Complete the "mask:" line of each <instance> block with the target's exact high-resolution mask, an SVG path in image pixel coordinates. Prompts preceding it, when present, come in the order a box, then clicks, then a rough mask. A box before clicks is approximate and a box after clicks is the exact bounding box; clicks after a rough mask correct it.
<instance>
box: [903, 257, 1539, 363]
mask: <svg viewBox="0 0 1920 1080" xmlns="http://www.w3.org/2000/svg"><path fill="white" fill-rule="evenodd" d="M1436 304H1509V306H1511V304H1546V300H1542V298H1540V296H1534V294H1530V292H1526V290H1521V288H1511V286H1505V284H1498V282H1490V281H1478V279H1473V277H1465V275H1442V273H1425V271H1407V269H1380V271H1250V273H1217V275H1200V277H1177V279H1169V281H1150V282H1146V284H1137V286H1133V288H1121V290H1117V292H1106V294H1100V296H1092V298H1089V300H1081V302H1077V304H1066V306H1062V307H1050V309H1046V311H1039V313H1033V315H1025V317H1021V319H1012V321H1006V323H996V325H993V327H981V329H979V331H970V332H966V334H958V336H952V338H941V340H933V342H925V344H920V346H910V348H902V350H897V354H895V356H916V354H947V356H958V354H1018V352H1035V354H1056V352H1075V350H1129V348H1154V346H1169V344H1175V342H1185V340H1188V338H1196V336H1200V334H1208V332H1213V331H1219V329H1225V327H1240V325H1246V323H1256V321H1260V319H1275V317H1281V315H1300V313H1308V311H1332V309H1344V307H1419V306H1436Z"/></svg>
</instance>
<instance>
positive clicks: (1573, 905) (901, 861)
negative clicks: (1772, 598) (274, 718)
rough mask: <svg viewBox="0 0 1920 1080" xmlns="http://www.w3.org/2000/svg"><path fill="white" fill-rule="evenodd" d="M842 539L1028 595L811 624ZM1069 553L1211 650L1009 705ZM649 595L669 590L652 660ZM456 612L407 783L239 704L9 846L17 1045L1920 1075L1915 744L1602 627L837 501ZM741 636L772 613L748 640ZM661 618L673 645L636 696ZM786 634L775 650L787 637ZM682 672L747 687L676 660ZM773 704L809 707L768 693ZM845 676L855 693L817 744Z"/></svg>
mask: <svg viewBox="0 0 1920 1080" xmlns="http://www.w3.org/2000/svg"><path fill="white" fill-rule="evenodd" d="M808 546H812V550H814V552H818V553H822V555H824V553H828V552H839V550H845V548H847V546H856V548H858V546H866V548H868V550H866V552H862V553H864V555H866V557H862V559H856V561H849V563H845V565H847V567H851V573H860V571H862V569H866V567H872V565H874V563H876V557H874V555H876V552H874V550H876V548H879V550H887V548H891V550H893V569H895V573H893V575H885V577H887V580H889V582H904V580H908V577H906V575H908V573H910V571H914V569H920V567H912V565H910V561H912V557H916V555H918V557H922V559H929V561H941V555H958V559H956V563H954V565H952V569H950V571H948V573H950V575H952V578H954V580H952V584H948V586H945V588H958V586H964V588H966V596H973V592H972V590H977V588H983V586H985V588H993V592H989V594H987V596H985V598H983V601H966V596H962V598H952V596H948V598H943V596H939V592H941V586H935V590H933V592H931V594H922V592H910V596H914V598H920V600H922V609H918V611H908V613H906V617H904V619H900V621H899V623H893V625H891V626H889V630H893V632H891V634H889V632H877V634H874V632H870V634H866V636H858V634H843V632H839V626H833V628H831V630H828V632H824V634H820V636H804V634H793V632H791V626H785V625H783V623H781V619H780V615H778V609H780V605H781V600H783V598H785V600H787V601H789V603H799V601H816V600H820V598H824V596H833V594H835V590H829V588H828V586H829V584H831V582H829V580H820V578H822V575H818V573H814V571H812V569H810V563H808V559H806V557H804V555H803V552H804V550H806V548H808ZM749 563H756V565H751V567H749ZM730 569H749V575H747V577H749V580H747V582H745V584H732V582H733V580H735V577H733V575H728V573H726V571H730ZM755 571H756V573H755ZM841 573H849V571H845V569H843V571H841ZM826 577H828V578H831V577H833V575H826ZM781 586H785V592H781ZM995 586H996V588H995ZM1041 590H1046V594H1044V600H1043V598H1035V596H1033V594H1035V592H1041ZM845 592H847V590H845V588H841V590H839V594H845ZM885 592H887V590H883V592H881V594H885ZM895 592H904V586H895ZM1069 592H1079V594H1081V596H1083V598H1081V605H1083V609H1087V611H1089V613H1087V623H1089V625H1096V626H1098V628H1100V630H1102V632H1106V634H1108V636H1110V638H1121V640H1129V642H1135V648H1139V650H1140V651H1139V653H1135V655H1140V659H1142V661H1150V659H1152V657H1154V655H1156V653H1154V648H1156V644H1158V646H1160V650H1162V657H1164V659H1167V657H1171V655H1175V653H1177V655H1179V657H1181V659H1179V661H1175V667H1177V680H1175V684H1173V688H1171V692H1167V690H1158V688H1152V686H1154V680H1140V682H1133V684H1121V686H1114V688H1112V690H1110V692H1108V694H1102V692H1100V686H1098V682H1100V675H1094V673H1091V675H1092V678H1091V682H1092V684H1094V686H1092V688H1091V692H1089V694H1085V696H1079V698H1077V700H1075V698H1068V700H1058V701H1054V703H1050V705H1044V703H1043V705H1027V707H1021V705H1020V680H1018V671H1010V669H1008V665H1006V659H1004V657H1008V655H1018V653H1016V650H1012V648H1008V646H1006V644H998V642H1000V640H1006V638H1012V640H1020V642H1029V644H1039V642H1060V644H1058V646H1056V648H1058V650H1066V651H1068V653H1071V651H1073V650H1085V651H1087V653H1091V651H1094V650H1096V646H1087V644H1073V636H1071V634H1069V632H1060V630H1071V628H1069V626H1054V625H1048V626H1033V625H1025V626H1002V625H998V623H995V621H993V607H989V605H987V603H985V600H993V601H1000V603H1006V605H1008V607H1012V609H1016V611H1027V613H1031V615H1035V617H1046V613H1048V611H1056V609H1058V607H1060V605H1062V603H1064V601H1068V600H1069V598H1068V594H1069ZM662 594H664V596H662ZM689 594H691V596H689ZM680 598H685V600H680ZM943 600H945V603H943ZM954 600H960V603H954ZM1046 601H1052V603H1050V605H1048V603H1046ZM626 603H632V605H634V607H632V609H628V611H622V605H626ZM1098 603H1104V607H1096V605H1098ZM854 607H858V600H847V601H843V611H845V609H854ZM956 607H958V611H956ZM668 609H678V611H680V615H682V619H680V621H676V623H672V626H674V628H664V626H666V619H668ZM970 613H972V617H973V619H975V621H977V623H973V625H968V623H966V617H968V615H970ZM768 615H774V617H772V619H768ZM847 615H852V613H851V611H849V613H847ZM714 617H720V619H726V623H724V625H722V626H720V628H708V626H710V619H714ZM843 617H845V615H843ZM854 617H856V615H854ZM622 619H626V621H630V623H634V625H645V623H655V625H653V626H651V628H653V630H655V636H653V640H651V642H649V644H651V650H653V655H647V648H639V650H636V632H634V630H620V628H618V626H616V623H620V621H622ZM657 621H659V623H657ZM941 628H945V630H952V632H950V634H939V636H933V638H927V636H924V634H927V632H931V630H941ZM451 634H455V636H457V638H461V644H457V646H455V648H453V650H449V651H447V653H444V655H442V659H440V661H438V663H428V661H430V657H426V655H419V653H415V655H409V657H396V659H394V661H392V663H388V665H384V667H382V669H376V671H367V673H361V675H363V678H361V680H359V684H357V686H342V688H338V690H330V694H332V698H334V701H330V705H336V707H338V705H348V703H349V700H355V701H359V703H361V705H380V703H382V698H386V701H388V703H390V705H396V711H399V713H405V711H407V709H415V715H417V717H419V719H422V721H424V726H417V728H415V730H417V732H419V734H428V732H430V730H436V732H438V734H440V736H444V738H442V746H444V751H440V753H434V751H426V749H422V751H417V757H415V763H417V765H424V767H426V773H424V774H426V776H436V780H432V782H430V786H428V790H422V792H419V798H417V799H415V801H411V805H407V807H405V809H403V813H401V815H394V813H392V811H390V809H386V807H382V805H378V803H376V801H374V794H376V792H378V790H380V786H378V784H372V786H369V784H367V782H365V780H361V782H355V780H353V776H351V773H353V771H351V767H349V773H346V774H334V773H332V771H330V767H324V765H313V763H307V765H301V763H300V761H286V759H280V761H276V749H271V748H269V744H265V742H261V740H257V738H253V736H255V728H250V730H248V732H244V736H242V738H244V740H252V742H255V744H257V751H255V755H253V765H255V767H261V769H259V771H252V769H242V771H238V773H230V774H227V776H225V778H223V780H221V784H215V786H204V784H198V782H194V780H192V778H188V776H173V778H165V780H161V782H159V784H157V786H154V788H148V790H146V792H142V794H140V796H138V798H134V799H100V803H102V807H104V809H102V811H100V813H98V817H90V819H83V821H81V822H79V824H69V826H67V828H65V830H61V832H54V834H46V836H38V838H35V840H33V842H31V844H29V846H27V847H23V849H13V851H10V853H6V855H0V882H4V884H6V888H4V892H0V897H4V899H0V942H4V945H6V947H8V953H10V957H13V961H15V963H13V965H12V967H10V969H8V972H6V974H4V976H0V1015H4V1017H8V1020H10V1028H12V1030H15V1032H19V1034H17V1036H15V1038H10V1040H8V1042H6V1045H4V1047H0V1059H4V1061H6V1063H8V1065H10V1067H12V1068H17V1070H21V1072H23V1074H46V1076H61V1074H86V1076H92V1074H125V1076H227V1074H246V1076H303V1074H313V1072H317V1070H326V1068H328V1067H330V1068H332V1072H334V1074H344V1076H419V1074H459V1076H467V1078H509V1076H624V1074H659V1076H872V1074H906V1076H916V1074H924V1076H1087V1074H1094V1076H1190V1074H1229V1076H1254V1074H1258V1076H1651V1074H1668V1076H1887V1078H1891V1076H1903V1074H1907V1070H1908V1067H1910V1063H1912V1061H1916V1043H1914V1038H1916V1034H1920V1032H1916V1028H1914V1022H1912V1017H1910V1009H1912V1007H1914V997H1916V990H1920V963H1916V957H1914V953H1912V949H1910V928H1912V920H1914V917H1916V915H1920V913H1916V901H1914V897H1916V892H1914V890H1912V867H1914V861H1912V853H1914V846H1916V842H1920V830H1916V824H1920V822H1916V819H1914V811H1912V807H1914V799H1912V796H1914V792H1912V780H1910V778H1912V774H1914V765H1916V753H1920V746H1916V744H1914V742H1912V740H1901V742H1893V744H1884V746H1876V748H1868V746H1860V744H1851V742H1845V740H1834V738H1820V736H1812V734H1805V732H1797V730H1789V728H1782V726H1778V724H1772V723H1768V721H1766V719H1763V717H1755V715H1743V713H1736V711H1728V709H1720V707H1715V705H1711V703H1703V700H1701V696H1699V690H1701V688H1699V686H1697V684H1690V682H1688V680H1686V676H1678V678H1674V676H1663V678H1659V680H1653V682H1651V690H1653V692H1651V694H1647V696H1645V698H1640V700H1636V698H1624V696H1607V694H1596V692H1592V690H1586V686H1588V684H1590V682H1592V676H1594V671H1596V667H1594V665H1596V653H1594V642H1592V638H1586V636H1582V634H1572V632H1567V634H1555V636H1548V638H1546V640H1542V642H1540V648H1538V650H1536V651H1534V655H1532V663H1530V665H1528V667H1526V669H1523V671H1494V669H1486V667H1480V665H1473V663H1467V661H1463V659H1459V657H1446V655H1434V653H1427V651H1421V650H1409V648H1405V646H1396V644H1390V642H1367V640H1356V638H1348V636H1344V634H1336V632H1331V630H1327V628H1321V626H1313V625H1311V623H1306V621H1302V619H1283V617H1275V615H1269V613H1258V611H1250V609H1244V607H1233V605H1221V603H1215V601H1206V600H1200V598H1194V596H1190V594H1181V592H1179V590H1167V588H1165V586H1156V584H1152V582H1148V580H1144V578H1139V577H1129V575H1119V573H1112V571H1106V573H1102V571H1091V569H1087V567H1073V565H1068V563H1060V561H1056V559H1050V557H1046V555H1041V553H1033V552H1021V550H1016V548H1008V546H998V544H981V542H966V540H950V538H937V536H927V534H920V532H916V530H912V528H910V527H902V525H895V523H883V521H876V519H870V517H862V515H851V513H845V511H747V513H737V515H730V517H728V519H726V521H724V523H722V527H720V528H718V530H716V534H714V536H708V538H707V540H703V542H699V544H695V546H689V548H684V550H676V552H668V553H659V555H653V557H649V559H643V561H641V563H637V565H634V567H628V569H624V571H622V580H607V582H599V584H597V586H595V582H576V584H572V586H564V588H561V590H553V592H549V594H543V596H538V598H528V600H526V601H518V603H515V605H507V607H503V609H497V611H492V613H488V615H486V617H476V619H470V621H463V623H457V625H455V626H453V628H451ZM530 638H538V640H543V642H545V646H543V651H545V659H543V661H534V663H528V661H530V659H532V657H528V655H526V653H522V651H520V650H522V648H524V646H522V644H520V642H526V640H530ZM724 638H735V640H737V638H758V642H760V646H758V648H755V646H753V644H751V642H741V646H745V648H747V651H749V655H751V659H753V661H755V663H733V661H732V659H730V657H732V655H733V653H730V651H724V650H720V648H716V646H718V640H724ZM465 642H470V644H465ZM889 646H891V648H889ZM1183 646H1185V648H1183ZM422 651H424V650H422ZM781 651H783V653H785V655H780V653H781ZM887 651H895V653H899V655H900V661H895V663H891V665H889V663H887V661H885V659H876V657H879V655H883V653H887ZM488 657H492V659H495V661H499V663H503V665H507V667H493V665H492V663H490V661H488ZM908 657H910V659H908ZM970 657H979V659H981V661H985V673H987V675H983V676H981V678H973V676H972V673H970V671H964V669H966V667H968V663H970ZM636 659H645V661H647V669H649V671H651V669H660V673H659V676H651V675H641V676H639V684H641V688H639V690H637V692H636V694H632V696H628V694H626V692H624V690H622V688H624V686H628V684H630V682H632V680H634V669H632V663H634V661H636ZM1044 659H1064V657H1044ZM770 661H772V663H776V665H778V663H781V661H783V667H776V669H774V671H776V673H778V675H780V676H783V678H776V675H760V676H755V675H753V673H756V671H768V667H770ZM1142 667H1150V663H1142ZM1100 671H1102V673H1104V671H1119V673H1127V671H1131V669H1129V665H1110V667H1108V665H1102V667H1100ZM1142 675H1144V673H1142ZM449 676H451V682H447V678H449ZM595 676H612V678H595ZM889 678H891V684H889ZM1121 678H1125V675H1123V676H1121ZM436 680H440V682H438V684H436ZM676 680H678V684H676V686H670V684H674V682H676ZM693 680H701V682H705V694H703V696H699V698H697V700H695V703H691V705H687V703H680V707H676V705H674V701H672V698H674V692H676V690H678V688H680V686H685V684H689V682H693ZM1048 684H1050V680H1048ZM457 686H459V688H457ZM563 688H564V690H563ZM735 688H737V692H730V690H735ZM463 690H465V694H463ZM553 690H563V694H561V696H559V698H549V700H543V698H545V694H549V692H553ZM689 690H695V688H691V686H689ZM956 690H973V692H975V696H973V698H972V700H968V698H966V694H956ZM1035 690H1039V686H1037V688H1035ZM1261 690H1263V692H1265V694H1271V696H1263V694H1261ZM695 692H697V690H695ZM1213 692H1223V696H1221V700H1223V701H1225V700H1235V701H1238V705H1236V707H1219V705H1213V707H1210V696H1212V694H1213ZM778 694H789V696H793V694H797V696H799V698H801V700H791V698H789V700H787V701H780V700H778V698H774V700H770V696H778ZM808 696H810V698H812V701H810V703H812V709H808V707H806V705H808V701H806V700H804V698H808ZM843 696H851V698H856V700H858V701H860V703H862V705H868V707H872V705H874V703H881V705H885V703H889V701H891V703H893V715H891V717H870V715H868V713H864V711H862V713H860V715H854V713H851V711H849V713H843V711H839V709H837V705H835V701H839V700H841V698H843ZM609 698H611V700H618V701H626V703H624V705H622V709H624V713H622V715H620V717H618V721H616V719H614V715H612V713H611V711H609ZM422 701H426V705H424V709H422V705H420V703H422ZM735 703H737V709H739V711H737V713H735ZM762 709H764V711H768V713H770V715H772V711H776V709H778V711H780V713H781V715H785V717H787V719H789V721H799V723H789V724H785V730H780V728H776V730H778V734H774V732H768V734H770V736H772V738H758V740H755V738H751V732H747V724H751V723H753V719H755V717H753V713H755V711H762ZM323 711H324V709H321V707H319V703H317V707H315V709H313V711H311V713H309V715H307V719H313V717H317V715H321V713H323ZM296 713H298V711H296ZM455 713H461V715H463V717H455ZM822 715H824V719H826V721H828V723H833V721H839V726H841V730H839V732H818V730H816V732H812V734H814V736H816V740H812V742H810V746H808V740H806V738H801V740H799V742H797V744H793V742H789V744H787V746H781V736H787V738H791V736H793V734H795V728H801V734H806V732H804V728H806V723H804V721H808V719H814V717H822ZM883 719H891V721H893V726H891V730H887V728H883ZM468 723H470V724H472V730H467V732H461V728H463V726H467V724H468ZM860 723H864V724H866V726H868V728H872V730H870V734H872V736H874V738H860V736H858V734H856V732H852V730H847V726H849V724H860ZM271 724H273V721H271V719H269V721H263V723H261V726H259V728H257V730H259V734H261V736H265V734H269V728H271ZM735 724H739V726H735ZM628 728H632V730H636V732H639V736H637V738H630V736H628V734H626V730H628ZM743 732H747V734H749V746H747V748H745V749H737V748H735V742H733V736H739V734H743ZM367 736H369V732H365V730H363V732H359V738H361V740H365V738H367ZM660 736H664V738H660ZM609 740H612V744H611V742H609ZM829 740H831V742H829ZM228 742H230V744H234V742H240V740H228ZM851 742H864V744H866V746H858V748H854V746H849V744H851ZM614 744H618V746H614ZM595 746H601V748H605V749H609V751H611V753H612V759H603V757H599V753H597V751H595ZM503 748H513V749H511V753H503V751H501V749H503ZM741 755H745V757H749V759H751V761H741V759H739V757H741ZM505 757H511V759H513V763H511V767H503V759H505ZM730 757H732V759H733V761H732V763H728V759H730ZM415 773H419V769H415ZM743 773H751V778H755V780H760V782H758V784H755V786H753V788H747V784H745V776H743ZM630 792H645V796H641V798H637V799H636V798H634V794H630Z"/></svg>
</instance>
......
Please print the lines from the very first one down through the line containing "box: [903, 257, 1539, 363]", both included, reproducing each character for character.

> [SOLUTION FOR THIS PROBLEM]:
Complete the "mask:" line of each <instance> block with the target's exact high-resolution mask, an SVG path in image pixel coordinates. Prompts preceding it, when present, come in the order a box, then clicks, then a rough mask. A box before clicks is approximate and a box after clicks is the exact bounding box; clicks after a rough mask correct it.
<instance>
box: [903, 257, 1539, 363]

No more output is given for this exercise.